** Opening MATERIAL PROVIDED block **

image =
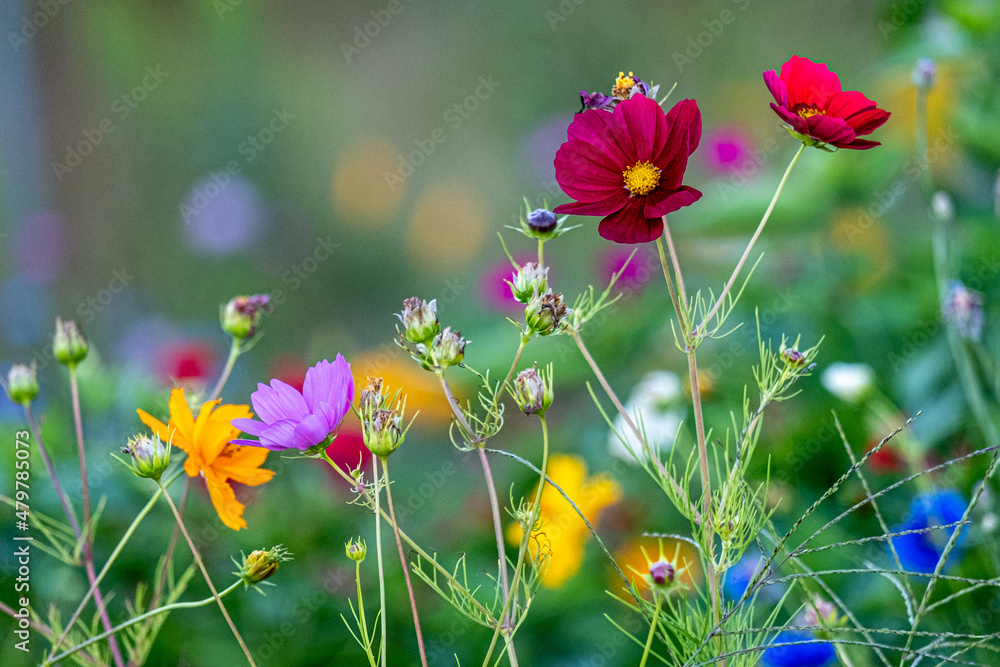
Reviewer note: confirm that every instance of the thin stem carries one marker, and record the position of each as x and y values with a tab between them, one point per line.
378	552
746	253
111	559
208	579
234	352
143	617
536	510
652	631
405	564
88	561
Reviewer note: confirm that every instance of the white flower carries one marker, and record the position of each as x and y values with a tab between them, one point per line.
849	382
655	409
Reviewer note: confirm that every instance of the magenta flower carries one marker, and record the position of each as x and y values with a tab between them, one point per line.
294	420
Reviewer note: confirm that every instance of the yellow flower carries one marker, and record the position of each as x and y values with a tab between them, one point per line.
206	441
562	533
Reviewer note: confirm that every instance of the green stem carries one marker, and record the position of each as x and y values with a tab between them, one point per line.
234	353
700	329
208	579
142	617
378	552
114	554
523	551
652	630
405	564
452	581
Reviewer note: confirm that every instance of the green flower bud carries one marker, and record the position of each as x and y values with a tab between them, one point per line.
150	456
356	550
382	432
22	384
69	345
545	312
529	280
241	316
448	347
419	318
533	391
261	564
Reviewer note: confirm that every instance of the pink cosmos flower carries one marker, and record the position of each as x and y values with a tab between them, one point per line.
300	420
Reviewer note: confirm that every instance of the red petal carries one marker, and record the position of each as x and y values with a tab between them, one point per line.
847	104
629	226
808	82
859	144
603	207
663	201
869	121
594	128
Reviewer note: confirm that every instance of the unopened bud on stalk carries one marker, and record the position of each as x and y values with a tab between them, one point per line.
22	384
419	318
241	316
529	280
69	346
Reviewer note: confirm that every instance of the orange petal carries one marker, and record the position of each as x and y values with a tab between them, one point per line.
229	509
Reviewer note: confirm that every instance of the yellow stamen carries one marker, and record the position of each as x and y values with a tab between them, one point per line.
641	178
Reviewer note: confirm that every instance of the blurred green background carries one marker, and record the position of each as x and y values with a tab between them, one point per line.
157	159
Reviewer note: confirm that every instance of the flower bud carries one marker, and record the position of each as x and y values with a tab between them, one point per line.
261	564
372	397
924	74
419	318
533	391
22	384
150	456
242	314
793	358
545	312
529	280
542	221
382	433
356	550
69	345
661	573
448	347
942	206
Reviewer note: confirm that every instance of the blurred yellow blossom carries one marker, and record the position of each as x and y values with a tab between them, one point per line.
561	530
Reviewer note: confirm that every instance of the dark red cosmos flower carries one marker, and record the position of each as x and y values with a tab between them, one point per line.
808	97
628	165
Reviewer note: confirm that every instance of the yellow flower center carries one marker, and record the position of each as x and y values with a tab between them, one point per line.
623	85
808	112
641	178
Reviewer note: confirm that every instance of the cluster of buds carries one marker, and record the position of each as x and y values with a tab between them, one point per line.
381	419
356	550
623	88
242	315
69	346
261	564
529	280
22	384
435	348
541	223
545	313
150	456
533	390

** Closing MATERIAL PROVIDED block **

● **EXERCISE PROMPT**: Could you print the data exactly as it appears and keep the pictures out?

● **EXERCISE RESPONSE**:
image =
Reviewer note: confirm that every instance of the thin stem carries one marker, and record the position of each as x and y values with a tab between them, one point per line.
378	552
746	253
111	559
208	579
234	352
143	617
536	510
652	631
405	564
88	561
Reviewer note: confirm that every instance of the white flower carries one marker, and record the position of each as x and y values with a tab between them, one point per line.
849	382
655	409
Reviewer note: confirm that every instance of the magenta flower carries one marker, and record the position of each as x and y values with a tab between them, one point per line.
294	420
Reviewer note: confirm that every instance of the yellow flower carries one marker, and record the position of each as x and y values with a tab between them, one point per line.
206	441
562	533
Reviewer note: confirm that every instance of the green stem carries one marker, and record the position of each as x and y values with a tab between them, one point per line.
234	353
700	329
208	579
142	617
378	552
114	554
523	551
652	630
405	564
452	581
Reviewer note: confirm that every instance of the green flower bud carries one marker, and record the position of each as x and y values with a tab between them, one point per line.
150	456
356	550
382	432
22	384
69	345
545	312
529	280
241	316
448	347
419	318
533	391
261	564
Reviewer note: confirm that every instance of the pink cosmos flower carries one marker, and record the position of each as x and y values with a tab between them, one point per line.
300	420
Reviewer note: confirm that every instance of the red petal carries one marker, and record the position of each as x and y values with a tab between them, one point per line.
847	104
629	226
808	82
859	144
603	207
663	201
869	121
594	128
Reviewer note: confirm that every instance of the unopened bud on stalk carries one marker, and record the position of each as x and y values with a tab between them, one point per line.
22	384
419	318
241	316
529	280
69	346
Reviewer note: confirm that every instance of the orange petal carries one marker, and record the position of each as x and y values with a tab between them, one point per line.
229	509
Reviewer note: confirm that every instance of the yellow stamen carries one marker, and record the position of each as x and y values with a tab between them, one point per line.
641	178
Reviewer note: confirm that every instance of the blurred green background carries one marker, and record the position of each as x and y values with a tab between them, one point per line.
157	159
Reviewer note: confirm that every instance of the flower bud carries one marker, and record the position of each as x and y values with a tab between them, one point per line.
261	564
372	397
924	74
419	318
533	391
22	384
150	456
242	314
793	358
545	312
529	280
542	221
382	433
356	550
69	345
661	573
448	347
942	206
Reviewer note: confirm that every instance of the blurred yellow blossom carries one marker, and record the position of each as x and y values with a tab between them, one point per line.
561	530
Reviewer note: confirm that every instance of the dark red cosmos flower carries one marker, and record the position of each as x and y values with a tab between them, one point per line.
808	97
628	165
Reviewer note: confirm that every instance of the yellow flower center carries one marker, and record the position of each as x and y values with a tab between them, one point per line.
623	85
808	112
641	178
Reviewer note: confirm that every instance of the cluster of buds carries one marker, and record the position of each as x and y values with a tab between them, one point per line.
381	419
356	550
623	88
242	315
69	346
261	564
529	280
22	384
435	348
541	223
545	313
150	456
533	390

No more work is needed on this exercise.